INSTRUCTIONS TO FOLLOW.
Take the material below and write it all out again exactly.

-- START --

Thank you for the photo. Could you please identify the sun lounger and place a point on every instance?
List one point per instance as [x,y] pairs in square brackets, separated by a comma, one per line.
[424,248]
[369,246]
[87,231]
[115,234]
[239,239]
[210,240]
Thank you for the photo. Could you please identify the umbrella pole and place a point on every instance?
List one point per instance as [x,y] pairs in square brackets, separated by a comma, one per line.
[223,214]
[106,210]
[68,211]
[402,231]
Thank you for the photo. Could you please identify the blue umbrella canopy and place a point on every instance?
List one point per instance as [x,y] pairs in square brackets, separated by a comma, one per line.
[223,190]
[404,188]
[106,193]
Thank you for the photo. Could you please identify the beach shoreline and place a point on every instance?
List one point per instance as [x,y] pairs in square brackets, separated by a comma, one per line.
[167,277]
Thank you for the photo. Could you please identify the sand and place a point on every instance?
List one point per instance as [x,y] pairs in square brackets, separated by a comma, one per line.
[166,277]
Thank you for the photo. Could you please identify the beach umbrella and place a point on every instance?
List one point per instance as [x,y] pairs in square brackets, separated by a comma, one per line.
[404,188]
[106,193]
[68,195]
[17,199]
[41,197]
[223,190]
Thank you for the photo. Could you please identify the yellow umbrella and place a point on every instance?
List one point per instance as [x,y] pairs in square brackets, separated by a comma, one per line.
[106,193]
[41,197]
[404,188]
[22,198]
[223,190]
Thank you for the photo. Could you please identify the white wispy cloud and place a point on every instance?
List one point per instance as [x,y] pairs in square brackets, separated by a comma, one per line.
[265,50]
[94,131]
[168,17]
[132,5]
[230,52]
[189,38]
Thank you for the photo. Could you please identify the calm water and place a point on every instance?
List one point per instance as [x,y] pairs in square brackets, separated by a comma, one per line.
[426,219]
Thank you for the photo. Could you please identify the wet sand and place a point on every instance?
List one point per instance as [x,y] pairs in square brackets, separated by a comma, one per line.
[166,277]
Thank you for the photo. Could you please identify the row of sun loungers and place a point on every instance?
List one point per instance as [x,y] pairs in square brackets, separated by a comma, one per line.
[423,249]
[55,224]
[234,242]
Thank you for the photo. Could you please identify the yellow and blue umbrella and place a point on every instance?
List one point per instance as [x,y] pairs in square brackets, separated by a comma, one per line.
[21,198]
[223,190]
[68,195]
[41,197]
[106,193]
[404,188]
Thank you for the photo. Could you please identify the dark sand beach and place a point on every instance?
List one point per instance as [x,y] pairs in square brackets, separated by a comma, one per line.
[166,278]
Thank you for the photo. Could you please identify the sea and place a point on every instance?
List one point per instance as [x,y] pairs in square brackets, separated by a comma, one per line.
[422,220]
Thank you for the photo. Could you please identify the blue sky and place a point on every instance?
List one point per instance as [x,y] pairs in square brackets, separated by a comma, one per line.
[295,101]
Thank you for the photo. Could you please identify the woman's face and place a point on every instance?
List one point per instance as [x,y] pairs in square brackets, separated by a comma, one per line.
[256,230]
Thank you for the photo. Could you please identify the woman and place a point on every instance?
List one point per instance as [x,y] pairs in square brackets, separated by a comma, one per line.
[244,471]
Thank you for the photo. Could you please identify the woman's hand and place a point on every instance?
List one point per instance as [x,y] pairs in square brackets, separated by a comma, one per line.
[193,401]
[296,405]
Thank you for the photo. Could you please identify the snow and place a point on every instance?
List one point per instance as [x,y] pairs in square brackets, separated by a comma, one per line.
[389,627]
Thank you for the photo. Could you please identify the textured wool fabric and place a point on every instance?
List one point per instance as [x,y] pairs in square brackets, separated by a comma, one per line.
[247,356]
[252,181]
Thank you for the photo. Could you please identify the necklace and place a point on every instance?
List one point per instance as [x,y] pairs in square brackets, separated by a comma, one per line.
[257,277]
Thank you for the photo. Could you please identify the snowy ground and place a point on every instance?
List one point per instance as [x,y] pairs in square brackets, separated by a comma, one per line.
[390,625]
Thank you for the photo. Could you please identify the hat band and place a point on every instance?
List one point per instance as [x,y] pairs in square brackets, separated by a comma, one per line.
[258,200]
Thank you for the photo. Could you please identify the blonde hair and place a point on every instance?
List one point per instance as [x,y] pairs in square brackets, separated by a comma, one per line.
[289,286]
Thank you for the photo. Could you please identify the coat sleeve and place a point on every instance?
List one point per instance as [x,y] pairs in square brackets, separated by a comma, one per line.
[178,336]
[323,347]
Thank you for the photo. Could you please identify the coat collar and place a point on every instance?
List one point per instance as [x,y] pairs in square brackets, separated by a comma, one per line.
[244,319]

-- END --

COMPLETE ANSWER.
Thank you for the photo. Could you please identify the sun lounger and place a point on every instance?
List one point per instance as [x,y] pairs in square brackets, separated by a comma, one per line.
[424,248]
[369,246]
[87,231]
[115,234]
[239,239]
[210,240]
Thank you for the photo. Could you please identify the umbrella pole and place a point on every instance?
List one point per instance as [x,y] pairs in square brackets, separated by a comma, one per line.
[223,214]
[106,210]
[68,211]
[402,231]
Thank you for the photo. Could you please identify the blue umbrella canopy and place a point on every instance?
List one point per instance as [x,y] pairs in square brackets, separated by a comma, one per line.
[223,190]
[404,188]
[106,193]
Thank you for the photo. Could you please identify the beach shoreline and place a point on every instance?
List one point per instance as [x,y] pairs in square brackets, separated by a comma, one per line.
[167,277]
Thank you for the photo. Could you please identify the sand and place a point on every instance?
List one point per instance as [x,y] pairs in square brackets, separated by a comma, one per line.
[166,277]
Thank you for the photo. Could you please identify the beach umbrella and place a point on every instance?
List one point per instance as [x,y] pairs in square brackets, separated by a comma, one per line.
[404,188]
[106,193]
[68,195]
[17,199]
[41,197]
[223,190]
Thank you for the photo. Could you please identify the yellow umbrella and place a point on every instance?
List one point per instance as [x,y] pairs in square brackets, separated by a comma, one per line.
[106,193]
[41,197]
[404,188]
[22,198]
[223,190]
Thank you for the photo. Could you please identify the white wispy cloud and place a point on every instance?
List one point per instance as [x,y] pairs in square brackets, separated by a comma, one per line.
[265,50]
[94,131]
[168,17]
[132,5]
[230,52]
[189,38]
Thank you for the photo. Could you please identify the calm water and place a point on every instance?
List one point per instance as [x,y] pairs in square brackets, separated by a comma, one per line.
[426,219]
Thank you for the photo. Could you please identify the wet sand and place a point on every instance?
List one point per instance as [x,y] pairs in square brackets, separated by a comma, one per line.
[166,277]
Thank you for the photo. Could you please identify the row of sun loungers and place a point on every instance?
List one point per instance as [x,y] pairs in square brackets, separated by a comma, one per line.
[423,249]
[55,224]
[234,242]
Thank you for the photo. Could you please identify the yellow and blue umbrella and place a point on every instance?
List one point per instance as [x,y] pairs in square brackets, separated by a comma, one per line.
[21,198]
[223,190]
[68,195]
[41,197]
[106,193]
[404,188]
Thank you for the photo. Could you please identify the dark sand beach and place a point on every instance?
List one point per instance as [x,y] pairs in square brackets, separated by a comma, one per line.
[166,278]
Thank you for the photo. Could you please identify the sea and place a point on every instance?
List one point per instance as [x,y] pairs in square brackets, separated by a comma, one per line.
[422,220]
Thank you for the photo. Could you please identify the blue sky and place a point on every instance?
List one point per instance as [x,y] pairs in square brackets, separated by a comma, one per line.
[295,101]
Thank you for the photo. Could you please identify the woman's face and place a point on every instance?
List one point per instance as [x,y] pairs in square brackets, separated by a comma, one per line.
[256,230]
Thank you for the photo. Could you please identify the woman and place a point on every instance?
List one point per instance as [x,y] pairs in square brackets, separated by a comma, one per line.
[244,471]
Thank you for the photo. Could you please identify the woman's hand and place a point on every instance?
List one point per instance as [x,y] pairs in square brackets, separated by a comma, one per line.
[193,401]
[296,405]
Thank you for the photo. Could you please identify the snow and place a point on every instance?
List one point per instance as [x,y] pairs in square brackets, separated by a comma, one per line.
[389,627]
Thank you for the photo. Could you please identify the textured wool fabric and place a point on every instance?
List one point per instance as [x,y] pairs in square brackets, separated by a comma, one per line.
[247,356]
[252,181]
Thank you for the photo. Could you please identify the necklace and place a point on every instance?
List one point per instance as [x,y] pairs in square brackets, separated by a comma, one per line.
[257,277]
Thank you for the photo. Could you please identify the snowy ground and place a point on every instance?
List one point per instance as [x,y] pairs in square brackets, separated by a comma, one per line.
[390,625]
Thank you for the photo. Could you please identify the hat band and place a point on every instance?
List one point per instance as [x,y] pairs in square brackets, separated by a comma, one per line.
[258,200]
Thank you for the photo. Could you please identify the blonde hair and place a point on every instance?
List one point per instance as [x,y] pairs in square brackets, separated by a comma, one per line.
[289,286]
Thank you for the photo. Could you please identify the coat sleeve and place a point on every instance?
List one point per instance as [x,y] pairs in square brackets, separated by a comma, one per line.
[178,336]
[323,347]
Thank you for the photo. Could you please identify the coat collar and place a point on every instance?
List one point per instance as [x,y] pairs in square brackets, separated by a comma, one per line.
[244,319]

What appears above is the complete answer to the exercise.